EXERCISE: In the passage about the eye test, how soon does the doctor tell the narrator to come back?

At one point the assistant said, “Sir?” I was vaguely aware that she must be talking to me but I was somehow reluctant to respond, lost in my blank, blurry world with its occasional pinpricks of light.

“Sir? Do you need any help?”

“No, I’m fine,” I said finally. It occurred to me that I probably had missed an entire series of flashes and got her worried. And it further occurred to me that I hadn’t reacted to them not because I hadn’t seen them but because I just didn’t want to for a little while. I didn’t want to play along.

I finished the test feeling I must have done terribly. Not clicking for stretches at a time, clicking spasmodically for others. The assistant told me to return to the doctor’s examining room. As I waited there I imagined her concerned expression, her suggestion that further investigations were in order. Perhaps deeper and more time-consuming examinations at a better-equipped facility in a hospital annex uptown. I imagined having to explain to her that I really was fine, I just didn’t want to click the clicker sometimes, you know? Even when I saw the light. And other times I clicked it again and again for no good damn reason, I’m sorry. Can I please, please take the test again?

When she came in she pulled up my results on her computer and said they were fine.

“Your pressure’s fine. Your peripheral vision is fine. Come back again in four months and we’ll do it again.”

“Keep taking the drops?” I asked.

“Yes,” she replied. “Of course. Keep taking the drops.”

Tuesday, June 04, 2013

In the long passageway that leads from the ACE to the 7 at Times Square I began to notice how people swing their arms as they walk. Everyone does. Young, old, short, tall. Nobody realizes it but they’re swinging their arms the whole time, like they’re paddling through the ether.

RAW DATA:

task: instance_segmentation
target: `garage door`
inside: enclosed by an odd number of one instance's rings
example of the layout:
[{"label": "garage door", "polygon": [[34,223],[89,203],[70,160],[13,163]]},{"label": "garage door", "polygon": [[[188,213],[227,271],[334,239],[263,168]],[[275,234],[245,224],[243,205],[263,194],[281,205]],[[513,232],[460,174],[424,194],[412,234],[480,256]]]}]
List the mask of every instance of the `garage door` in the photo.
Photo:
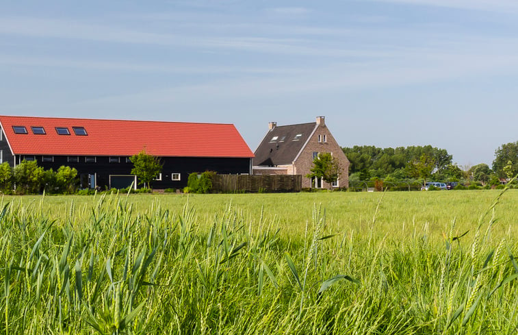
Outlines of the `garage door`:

SOLVED EXERCISE: In four months.